_GIVEN INSTRUCTION 1_.
Answer these questions using the Terraform extract below, one answer per line, marked to match:
(a) Who created HashiCorp Terraform?
(b) What name is given to the method Terraform constructs to do a task?
(c) What kind of service provider does the extract say could, in theory, be integrated into an infrastructure platform managed by Terraform?
_GIVEN INSTRUCTION 2_. Duplicate the entries below word for word, from their first line up to and including the line with "<point>174,285</point>". Omit the pictures.

Terraform

Completed

HashiCorp Terraform is an infrastructure orchestration tool created by Mitchell Hashimoto, a veteran Chef and Puppet user who realized he thought about infrastructure in a different way, and then founded a company based on that idea. Terraform's stated goal is to produce a provider-agnostic, though technically complete, view of cloud infrastructure to the services and applications that make use of it1.

As Hashimoto evolved his platform, Terraform grew to be able to administer any service, from any source, that communicates using an API. In theory, an analytics service provider could be integrated into an infrastructure platform managed by Terraform, perhaps providing forecasts for resource performance or warnings about consumption trends. As long as a plug-in can be written that maps the APIs methodologies into states that can be represented symbolically (using variables), then Terraform can build a plan around that API. In an unusually metaphor-free environment, the method Terraform constructs to do a task is called a plan. A plan is what Terraform assembles after it analyzes the state of the infrastructure, and the requirements of the workloads it will orchestrate as specified by its scripts.

_INFORMATION GIVEN_.
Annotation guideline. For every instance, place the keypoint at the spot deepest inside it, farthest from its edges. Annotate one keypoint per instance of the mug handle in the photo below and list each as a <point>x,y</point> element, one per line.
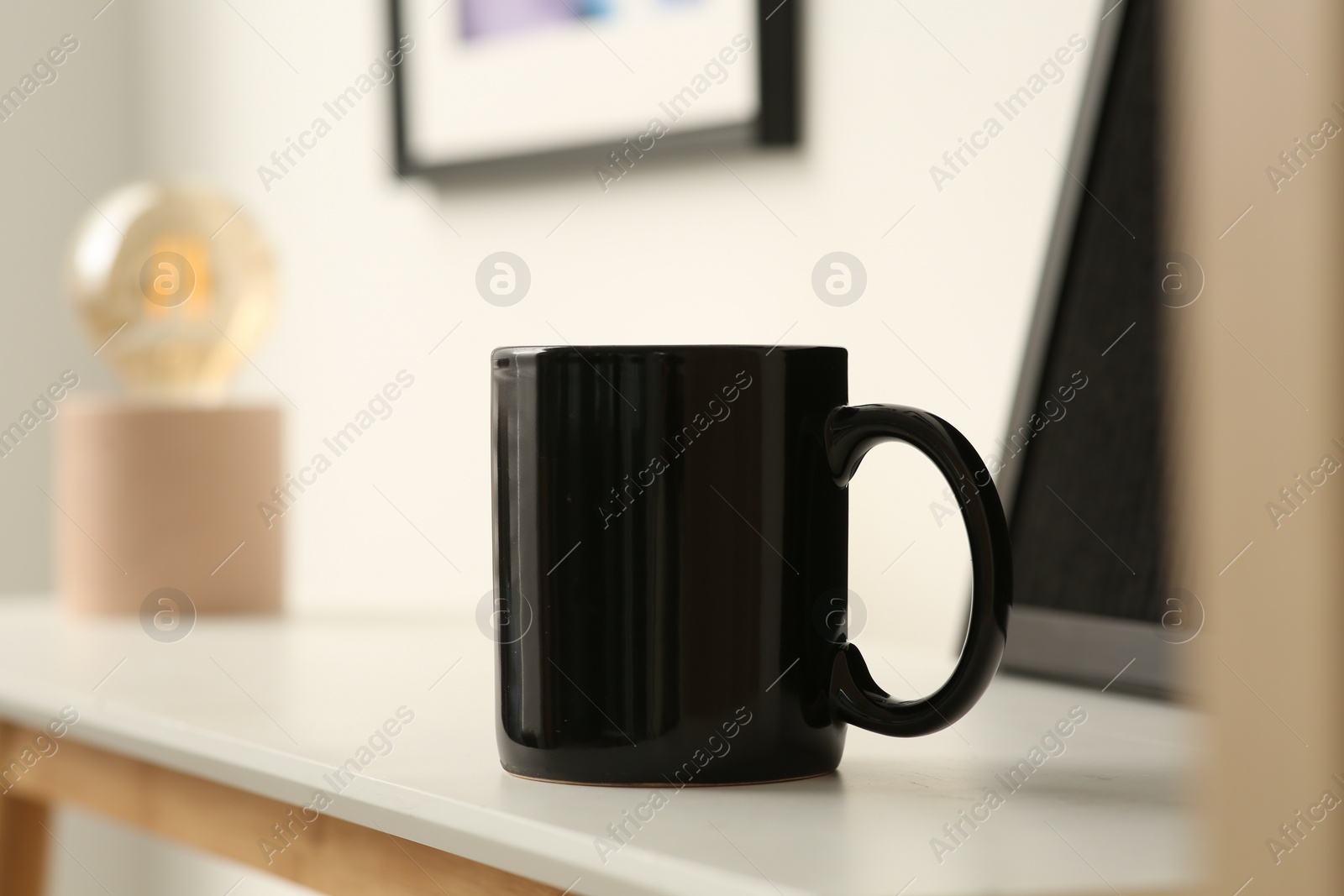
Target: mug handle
<point>850,432</point>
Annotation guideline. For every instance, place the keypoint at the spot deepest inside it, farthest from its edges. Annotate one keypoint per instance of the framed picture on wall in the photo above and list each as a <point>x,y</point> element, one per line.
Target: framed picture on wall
<point>510,85</point>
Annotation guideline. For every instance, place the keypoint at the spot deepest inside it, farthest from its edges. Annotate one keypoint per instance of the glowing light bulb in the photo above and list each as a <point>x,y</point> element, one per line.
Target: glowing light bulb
<point>174,285</point>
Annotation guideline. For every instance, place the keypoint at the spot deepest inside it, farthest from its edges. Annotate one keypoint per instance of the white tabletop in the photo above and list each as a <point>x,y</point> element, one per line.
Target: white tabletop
<point>272,707</point>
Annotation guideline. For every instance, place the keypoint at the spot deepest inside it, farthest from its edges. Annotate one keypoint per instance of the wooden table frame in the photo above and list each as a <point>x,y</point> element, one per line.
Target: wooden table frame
<point>328,855</point>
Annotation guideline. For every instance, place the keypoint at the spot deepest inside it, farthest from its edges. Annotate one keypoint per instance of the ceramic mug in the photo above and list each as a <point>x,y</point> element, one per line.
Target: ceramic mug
<point>671,550</point>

_TASK SOLUTION 1_.
(a) Mitchell Hashimoto
(b) A plan
(c) An analytics service provider

_TASK SOLUTION 2_.
Annotation guideline. For every instance, place the keypoint at the spot deepest inside it, farthest from its edges. Annotate one keypoint per instance of the mug handle in the photo below and list each as a <point>x,y</point> element, one per line.
Target: mug handle
<point>850,432</point>
Annotation guideline. For every instance, place the keypoint at the spot deepest inside it, farthest from its edges. Annotate one keypoint per instance of the framed picture on wall in the photo above and list each as a <point>x,y</point> element, one per line.
Target: framed picture on wall
<point>510,85</point>
Annotation guideline. For every instance, place the keypoint at the spot deepest inside it, farthest from its edges. Annotate one keypoint per instance of the glowing light bulb in the photo above and list each as a <point>x,y</point> element, one per line.
Target: glowing light bulb
<point>174,285</point>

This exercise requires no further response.